▼▼▼
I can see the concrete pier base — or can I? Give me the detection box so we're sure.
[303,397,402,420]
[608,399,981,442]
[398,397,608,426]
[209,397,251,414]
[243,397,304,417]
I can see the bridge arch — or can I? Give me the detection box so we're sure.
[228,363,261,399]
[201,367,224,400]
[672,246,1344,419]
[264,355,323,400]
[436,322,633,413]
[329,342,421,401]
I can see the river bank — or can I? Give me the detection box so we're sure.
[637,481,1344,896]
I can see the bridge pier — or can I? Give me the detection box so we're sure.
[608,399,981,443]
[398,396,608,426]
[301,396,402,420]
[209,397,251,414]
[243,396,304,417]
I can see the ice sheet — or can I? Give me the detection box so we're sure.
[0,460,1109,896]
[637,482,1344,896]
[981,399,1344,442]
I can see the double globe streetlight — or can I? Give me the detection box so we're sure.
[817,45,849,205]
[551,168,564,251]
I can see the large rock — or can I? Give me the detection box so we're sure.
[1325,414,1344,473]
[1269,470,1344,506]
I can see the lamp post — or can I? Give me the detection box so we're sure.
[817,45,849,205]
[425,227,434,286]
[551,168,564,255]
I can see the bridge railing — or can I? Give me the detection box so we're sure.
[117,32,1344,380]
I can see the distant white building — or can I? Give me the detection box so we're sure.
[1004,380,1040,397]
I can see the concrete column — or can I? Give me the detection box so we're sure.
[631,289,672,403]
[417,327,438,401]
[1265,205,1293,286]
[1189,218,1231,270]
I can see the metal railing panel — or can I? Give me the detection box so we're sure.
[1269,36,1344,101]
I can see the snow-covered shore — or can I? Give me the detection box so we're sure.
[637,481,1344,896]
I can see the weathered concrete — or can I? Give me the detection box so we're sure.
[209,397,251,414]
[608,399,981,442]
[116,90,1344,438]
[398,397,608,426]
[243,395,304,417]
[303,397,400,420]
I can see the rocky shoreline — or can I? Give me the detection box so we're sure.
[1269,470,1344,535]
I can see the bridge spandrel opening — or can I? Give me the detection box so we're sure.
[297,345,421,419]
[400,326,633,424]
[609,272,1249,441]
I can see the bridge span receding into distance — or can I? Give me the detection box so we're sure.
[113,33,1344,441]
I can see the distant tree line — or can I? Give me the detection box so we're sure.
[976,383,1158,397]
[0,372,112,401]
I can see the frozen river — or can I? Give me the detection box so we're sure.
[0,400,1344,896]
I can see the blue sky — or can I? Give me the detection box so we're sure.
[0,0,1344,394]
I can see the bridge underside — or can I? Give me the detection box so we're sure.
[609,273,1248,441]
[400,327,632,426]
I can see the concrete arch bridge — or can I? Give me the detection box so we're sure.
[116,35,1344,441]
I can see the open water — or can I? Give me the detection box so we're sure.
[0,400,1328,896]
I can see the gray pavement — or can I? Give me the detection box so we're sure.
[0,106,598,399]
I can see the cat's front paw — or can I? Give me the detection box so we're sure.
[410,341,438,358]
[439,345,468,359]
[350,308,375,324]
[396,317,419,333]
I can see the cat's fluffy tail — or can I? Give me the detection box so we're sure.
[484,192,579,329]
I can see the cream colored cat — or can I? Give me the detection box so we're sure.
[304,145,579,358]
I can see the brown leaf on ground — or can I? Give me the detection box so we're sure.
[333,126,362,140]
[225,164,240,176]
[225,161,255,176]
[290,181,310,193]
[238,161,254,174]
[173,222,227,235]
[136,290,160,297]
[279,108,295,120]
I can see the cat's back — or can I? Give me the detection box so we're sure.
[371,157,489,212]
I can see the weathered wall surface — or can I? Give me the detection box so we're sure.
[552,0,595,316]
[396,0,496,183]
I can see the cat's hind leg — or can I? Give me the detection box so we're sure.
▲▲▲
Given request:
Rewrite every one of the entries above as a numbered list, leaving out blank lines.

Task result:
1. I can see the concrete pier base — or can I? Give me the detection box so we're sure.
2. [303,397,402,420]
3. [608,399,981,442]
4. [398,397,608,426]
5. [209,397,251,414]
6. [243,397,304,417]
7. I can see the bridge arch — or can I? Give me the detection box so we're sure.
8. [228,363,261,399]
9. [201,367,224,400]
10. [672,246,1344,419]
11. [264,355,323,400]
12. [436,322,633,413]
13. [329,342,421,401]
14. I can see the river bank — or can I? Give me the detection box so we're sure.
15. [637,481,1344,896]
16. I can see the bridge pier — or can I? Give me the detection box so we're sure.
17. [608,399,981,443]
18. [398,396,608,426]
19. [301,396,402,420]
20. [209,397,251,414]
21. [243,396,304,417]
22. I can see the ice sheet — or can I? Give me the detection box so we're sure.
23. [0,460,1109,896]
24. [637,482,1344,896]
25. [981,399,1344,442]
26. I can see the double globe streetlight — or can I? Give me the detection box so we're sure.
27. [817,45,849,205]
28. [551,168,564,251]
29. I can see the large rock — or can I? Give me the detection box so we're sure.
30. [1325,414,1344,473]
31. [1269,470,1344,506]
32. I can see the lamp post — or can I? Give me the detection box so we're sure.
33. [817,45,849,205]
34. [425,227,434,286]
35. [551,168,564,255]
36. I can see the bridge railing — or can I? Give me the detection box so we're sure.
37. [117,32,1344,380]
38. I can see the distant white building — or can I? Give me the detection box so we're sure.
39. [1004,380,1040,397]
40. I can see the concrete column — or can I? Give me the detection box so we're sure.
41. [631,289,672,403]
42. [417,327,438,401]
43. [1265,205,1293,286]
44. [1189,218,1231,270]
45. I can see the metal railing panel — or can I? Give me the detection box so we're sure.
46. [1269,36,1344,101]
47. I can see the snow-covered shore — or can I? Give me the detection box so we're sure.
48. [637,481,1344,896]
49. I can see the weathered concrete — or can I? Give me the detection box so we're sure.
50. [209,397,251,414]
51. [608,399,981,442]
52. [116,90,1344,438]
53. [398,397,608,426]
54. [243,395,304,417]
55. [303,397,400,420]
56. I can see the rocky shoreline — or can I? Give me the detection box so we're sure.
57. [1269,470,1344,535]
58. I can see the bridge spandrel opening — or can I? Give me the detection box so we're sure.
59. [297,345,421,419]
60. [400,326,633,424]
61. [609,272,1249,441]
62. I can see the bridge span receding into distance — or can I? Give me the detection box so we're sure.
63. [113,33,1344,441]
64. I can see the distant tree line — or can I? Give me the detection box so we're sure.
65. [976,383,1158,397]
66. [0,372,112,401]
67. I can see the frozen river — or can I? Give me the detection box so we're sure.
68. [0,400,1344,896]
69. I can see the blue sky — or can I? Give me the detection box so we're sure.
70. [0,0,1344,394]
71. I can see the bridge underside — or can I? Give me the detection box so we're sure.
72. [609,273,1248,441]
73. [400,327,632,426]
74. I can see the concrete arch bridge — or can I? Give me the detection box so we're sure.
75. [116,35,1344,441]
76. I can see the open water — or can I? Give me the detection box so we're sure.
77. [0,400,1328,896]
78. I can see the gray pavement — or can I? Give me the detection box so we're sure.
79. [0,106,598,399]
80. I can see the cat's front paw — or can I? Give me the detection box so we're sure.
81. [410,341,438,358]
82. [439,345,468,359]
83. [350,308,375,324]
84. [396,317,419,333]
85. I can see the cat's fluffy tail — or can I? Give me the detection box so we're sure.
86. [484,192,579,329]
87. I can see the cream colored cat — or can I? Give me the detection box so we're sure.
88. [304,145,579,358]
89. I can see the brown leaf on ground — or can I? Give me the detection box so we're sure.
90. [333,126,362,140]
91. [225,164,240,176]
92. [225,161,255,176]
93. [290,181,310,193]
94. [238,161,254,174]
95. [173,222,227,235]
96. [136,290,160,297]
97. [279,108,295,120]
98. I can see the cat's back — or can I? Give me the detection box so we're sure.
99. [371,157,489,212]
100. I can see the weathered wall surface — or can I? Give me the detection box so we're sure.
101. [552,0,595,316]
102. [396,0,496,183]
103. I can see the cat's hind leg — or can I? Give me the detection box so we're sure.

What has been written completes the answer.